## Source
◇ ◇ ◇
Ok I'll stop dispensing advice now LOL. I gave up on markets for my hobbies, but selling a consumable seems to be the way to go. Repeat customers for the win!!


----------



## navigator9 (Jun 19, 2015)

Oh, best of luck to you! Your first craft fair is a great learning experience, whether you do well or not, you will gain a lot of experience for you following ones. Take notes, because you will be excited, and if like me, will not remember later. I've always had great experiences with fellow vendors, and made some great friends. One word of caution, when you're setting up, be sure to stay within the bounds of your space. Some vendors can get picky about every inch of space that they paid for. Get there early so you can set up, tweak things and then have time to relax before things get going. Smile big and have a great time!


----------



## galaxyMLP (Jun 19, 2015)

I beive that soapmage has done a craft show beofre and is just nervous about this particular one becasue it is the begining of a new season and her husband wont be there. Either way, all of the tips provided here are very good. I dont have alot of craft show experience but the little I do have has taught me that all of this is true.

Soap mage, I'm sure that all will go well. Youd be surprised how much you can handle when youre alone at a craft show. Remember to ask other vendors if you need a break. The only 2 craft shows I've done, Ive been alone at for almost all of them! I've made some nice friends because of this!


----------



## soapmage (Jun 19, 2015)

I've only done one and it was really small and I had help. It was also under my former biz name which I hated. This is literally me starting all over again, with a bigger crowd, being all alone, a new brand, etc... and it is my first one of this season so yes, I'm all jitters lol! Thank you for all the advice ladies and gents. I'll let you all know how I did and take pics to share later on this weekend.


----------



## SplendorSoaps (Jun 19, 2015)

Best of luck to you, soapmage! One thing I love about selling in person is getting to geek out about soap making. People like to ask lots of questions! I hope that it will be really busy for you, so that you won't have time to be nervous about doing it alone this time.


----------



## cmzaha (Jun 19, 2015)

Nsmar gave some good advice. Do take enough product to make a nice table display that does not look to empty, I see so many that do not even fill one table with product, and they wonder why they do not make money. Have fun and hopefully the people at the game will filter over. They should if the market is still open after the game is over. Sell a lot


----------



## shunt2011 (Jun 19, 2015)

Good luck. You'll do fine. I do all my markets and shows alone and it always works out. You've been given sone excellent advice. I have my first market of the season tomorrow and looking forward to it.


----------



## doriettefarm (Jun 19, 2015)

Knock 'em dead soapmage!  I'm pinging my soap buddy in Robertsdale to tell her you're doing a booth tomorrow.  Maybe she will stop for a visit and buy some of your soap . . . you know for R&D purposes


----------



## Dorymae (Jun 19, 2015)

One thing that helped me in the beginning is set up your entire display at home. Exactly as you want it.  This will help you see if you need anything. ( clips for banners, rope or twine for hanging art, are you using lights? A fan?). 

Anyway it is a good idea to see how long you will need to set up and it will help you feel more confident in your display.


----------
◇ ◇ ◇
## Dataset records
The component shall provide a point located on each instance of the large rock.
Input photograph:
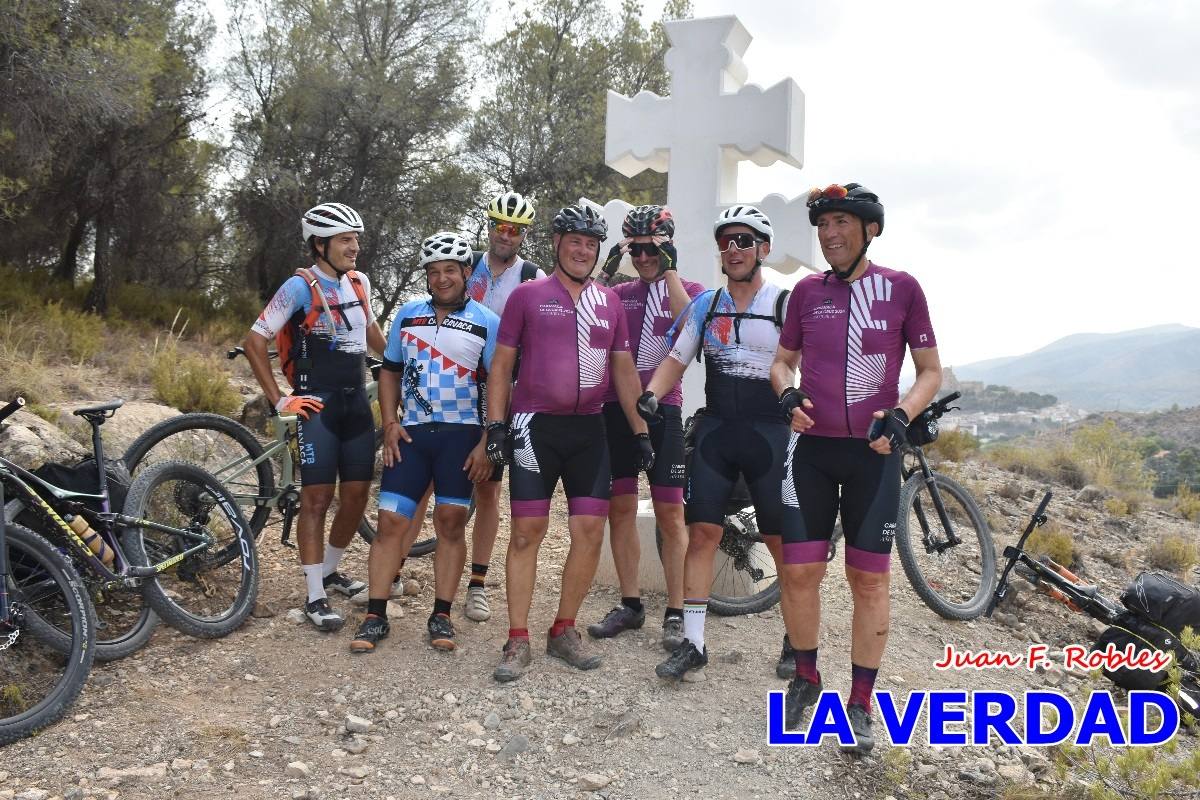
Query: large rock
◇ ◇ ◇
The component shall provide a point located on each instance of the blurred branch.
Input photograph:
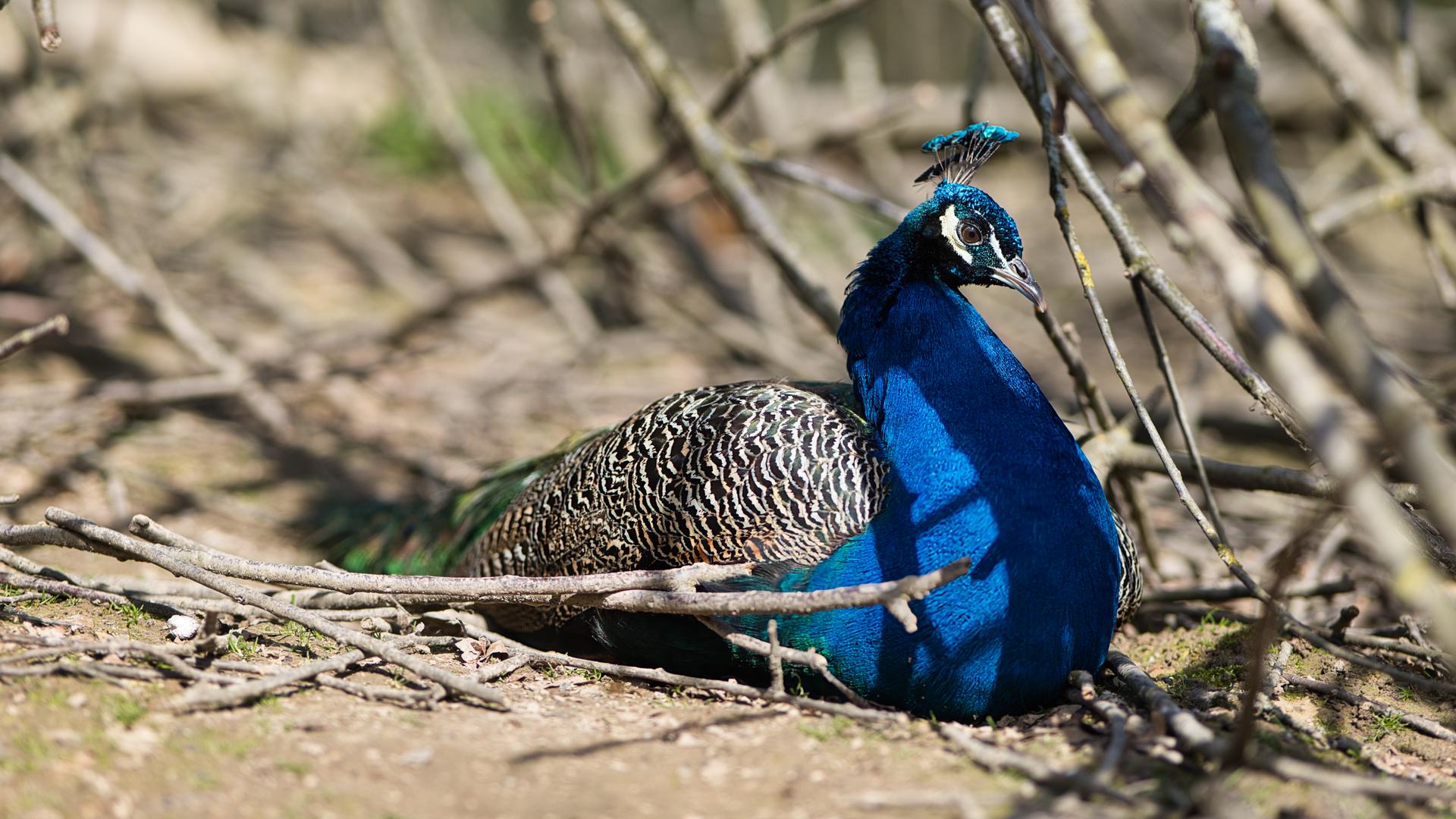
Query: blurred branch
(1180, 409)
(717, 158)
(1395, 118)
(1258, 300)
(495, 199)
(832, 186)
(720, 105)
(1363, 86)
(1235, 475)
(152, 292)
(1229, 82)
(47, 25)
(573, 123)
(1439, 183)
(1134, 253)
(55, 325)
◇ ◇ ◇
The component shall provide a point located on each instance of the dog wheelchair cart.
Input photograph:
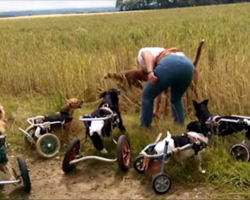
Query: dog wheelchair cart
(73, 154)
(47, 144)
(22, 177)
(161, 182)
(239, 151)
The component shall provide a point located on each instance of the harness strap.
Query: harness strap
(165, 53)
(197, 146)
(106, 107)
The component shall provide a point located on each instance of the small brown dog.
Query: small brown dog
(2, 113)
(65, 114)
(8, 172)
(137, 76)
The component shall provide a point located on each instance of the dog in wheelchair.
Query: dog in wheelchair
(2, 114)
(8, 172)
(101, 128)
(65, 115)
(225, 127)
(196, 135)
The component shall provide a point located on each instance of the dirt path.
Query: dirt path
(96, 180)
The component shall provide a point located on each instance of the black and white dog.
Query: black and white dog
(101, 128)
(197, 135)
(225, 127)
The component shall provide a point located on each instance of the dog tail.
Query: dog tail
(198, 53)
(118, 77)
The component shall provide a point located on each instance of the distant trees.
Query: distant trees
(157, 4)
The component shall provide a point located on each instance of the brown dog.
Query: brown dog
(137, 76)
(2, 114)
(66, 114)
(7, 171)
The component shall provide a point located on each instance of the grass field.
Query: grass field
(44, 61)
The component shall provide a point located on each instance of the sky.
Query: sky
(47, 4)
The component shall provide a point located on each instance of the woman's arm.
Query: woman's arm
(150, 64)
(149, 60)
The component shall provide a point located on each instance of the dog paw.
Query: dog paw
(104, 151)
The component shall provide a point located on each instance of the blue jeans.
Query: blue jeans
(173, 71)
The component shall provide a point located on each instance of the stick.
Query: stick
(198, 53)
◇ ◇ ◇
## Task objective
Decide whether each of the following statements agrees with the forum thread on preparing for a craft fair, answering yes or no and quoting the words of the thread that settle it. (a) Before this show, soapmage had already done one craft show. (b) navigator9 advises arriving at the last minute so the setup stays fresh. (c) shunt2011 usually brings a helper to markets and shows.

## Solution to this task
(a) Yes: "I've only done one and it was really small and I had help."
(b) No: "Get there early so you can set up, tweak things and then have time to relax before things get going."
(c) No: "I do all my markets and shows alone and it always works out."